**STATED GOAL**
Turn everything from the line containing "Rules: pick out each instance of the woman with" down to the line containing "[[212, 286]]", both included, into a JSON list of strings with one string per line and blank lines dropped. Leave the pictures out of the list.

**LISTED RECORDS**
-------------------------
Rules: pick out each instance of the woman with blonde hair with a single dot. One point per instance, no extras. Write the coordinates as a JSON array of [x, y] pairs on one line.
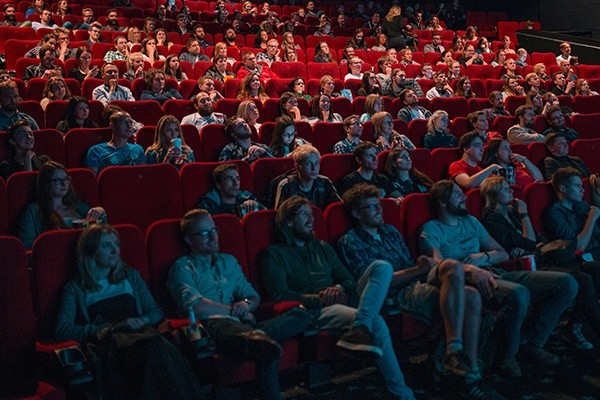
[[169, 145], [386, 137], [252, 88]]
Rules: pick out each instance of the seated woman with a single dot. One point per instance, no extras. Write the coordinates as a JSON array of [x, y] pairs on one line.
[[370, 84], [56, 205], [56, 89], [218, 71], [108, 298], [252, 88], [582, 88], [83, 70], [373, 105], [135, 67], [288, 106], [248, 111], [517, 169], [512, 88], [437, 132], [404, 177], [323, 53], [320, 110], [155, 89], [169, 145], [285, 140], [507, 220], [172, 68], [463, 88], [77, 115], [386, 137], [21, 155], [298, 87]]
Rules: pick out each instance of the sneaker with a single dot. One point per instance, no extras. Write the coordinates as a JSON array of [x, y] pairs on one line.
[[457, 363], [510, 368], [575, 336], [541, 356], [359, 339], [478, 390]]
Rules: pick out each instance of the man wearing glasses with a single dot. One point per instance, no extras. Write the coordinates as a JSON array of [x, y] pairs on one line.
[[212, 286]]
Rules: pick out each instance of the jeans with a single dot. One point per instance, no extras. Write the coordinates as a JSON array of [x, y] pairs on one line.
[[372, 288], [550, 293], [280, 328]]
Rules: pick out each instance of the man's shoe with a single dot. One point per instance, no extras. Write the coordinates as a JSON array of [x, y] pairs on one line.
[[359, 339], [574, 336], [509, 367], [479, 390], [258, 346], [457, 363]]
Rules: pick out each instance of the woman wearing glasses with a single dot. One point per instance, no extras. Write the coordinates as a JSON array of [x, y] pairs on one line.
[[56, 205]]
-------------------------
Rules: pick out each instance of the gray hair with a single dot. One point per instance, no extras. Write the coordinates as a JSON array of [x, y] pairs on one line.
-------------------------
**EXPECTED ANSWER**
[
  "Rules: pick out each instance of the woman with blonde hair with a single dot. One point per instance, no extras. Write the coordinates as a JSON array of [x, y] pairs on one line.",
  "[[169, 145], [386, 137], [252, 88]]",
  "Rules: pick out each instance of the seated woman with a single dot. One point per instance, no extras. Write the coordinates as a JSON array of [x, y] pairs on one line.",
  "[[370, 84], [56, 205], [56, 89], [218, 71], [108, 298], [252, 88], [582, 88], [83, 70], [373, 105], [135, 67], [288, 106], [248, 111], [517, 169], [512, 88], [437, 132], [404, 177], [323, 53], [320, 110], [155, 89], [169, 145], [285, 140], [507, 220], [172, 68], [463, 88], [77, 115], [386, 137], [21, 155], [298, 87]]",
  "Rules: pick out each instance of the sneaker with a single dot. One point per instance, no extras. Write the coordinates as a JSON array of [x, y] pairs on one line.",
  "[[457, 363], [510, 368], [575, 336], [541, 356], [359, 339], [478, 390]]",
  "Rules: pick out each instance of the man wearing glasses with a single dot. One point per instance, no extras. Write the coordinates as a JSON array of [x, y] pairs on one line.",
  "[[212, 286]]"
]